▸ **WHAT THE EXERCISE ASKS**
Transcribe the part of the trading article starting at "Three simple ways" and ending at "not so much.".

▸ **SUPPLIED PASSAGE**
►

Three simple ways to gain an edge in trading
The other day Nick Maggulli @dollarsanddata who runs a wonderful and always insightful financial blog of Dollars and Data wrote a piece called a “Stock is not an Index in which he pointed out that if you owned an S&P 500 index fund you would be assured of outperforming 80% of all investors whereas if you you owned just one stock – not so much.
The reason of course is clear. An index is a dynamic list that changes constantly based upon the various selection rules of the S&P committee whereas a stock is a single static business entity that may thrive or fail miserably based on a myriad of idiosyncratic risks. Of course you may get lucky with a stock – you may have chosen Google or Amazon in early aughts and outperformed the broader market by a wide margin. But what are the odds of that? Put simply, the question you want to ask yourself is what would you rather have in 30 years – a near 85% certainty of one million dollars in your retirement account or one in a thousand chance of making five million dollars but a fifty percent possibility of having no retirement funds whatsoever. (Those aren’t real odds because no one can predict the future, but they are a close enough approximation of what happened over the past two hundred years of investing).

◄

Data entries

►

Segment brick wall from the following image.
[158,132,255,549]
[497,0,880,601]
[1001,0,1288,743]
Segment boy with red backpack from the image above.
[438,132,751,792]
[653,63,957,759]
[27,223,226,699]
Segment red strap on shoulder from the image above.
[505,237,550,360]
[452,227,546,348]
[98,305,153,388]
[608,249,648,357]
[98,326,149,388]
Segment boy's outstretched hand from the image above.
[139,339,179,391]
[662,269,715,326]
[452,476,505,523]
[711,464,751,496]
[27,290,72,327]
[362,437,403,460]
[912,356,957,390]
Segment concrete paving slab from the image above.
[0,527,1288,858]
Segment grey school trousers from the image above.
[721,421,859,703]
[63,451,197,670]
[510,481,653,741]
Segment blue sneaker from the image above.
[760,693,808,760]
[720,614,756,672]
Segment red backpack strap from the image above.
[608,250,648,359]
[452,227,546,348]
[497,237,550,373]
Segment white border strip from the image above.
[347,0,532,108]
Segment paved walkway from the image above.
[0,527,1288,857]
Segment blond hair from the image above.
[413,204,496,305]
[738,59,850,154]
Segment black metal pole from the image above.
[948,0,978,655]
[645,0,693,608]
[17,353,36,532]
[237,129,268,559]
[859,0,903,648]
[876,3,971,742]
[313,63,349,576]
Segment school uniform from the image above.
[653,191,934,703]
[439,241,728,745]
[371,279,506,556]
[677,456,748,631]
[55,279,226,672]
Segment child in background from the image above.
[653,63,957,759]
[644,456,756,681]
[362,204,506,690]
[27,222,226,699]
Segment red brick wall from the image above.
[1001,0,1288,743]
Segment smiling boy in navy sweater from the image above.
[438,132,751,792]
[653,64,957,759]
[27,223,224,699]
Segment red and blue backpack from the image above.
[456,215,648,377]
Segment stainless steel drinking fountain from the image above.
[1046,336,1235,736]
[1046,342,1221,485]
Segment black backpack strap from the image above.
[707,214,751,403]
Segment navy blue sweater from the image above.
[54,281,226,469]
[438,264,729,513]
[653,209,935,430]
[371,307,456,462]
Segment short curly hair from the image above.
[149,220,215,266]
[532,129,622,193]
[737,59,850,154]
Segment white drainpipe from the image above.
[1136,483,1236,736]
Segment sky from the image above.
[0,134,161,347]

◄

▸ **RESPONSE BOX**
Three simple ways to gain an edge in trading
The other day Nick Maggulli @dollarsanddata who runs a wonderful and always insightful financial blog of Dollars and Data wrote a piece called a “Stock is not an Index in which he pointed out that if you owned an S&P 500 index fund you would be assured of outperforming 80% of all investors whereas if you you owned just one stock – not so much.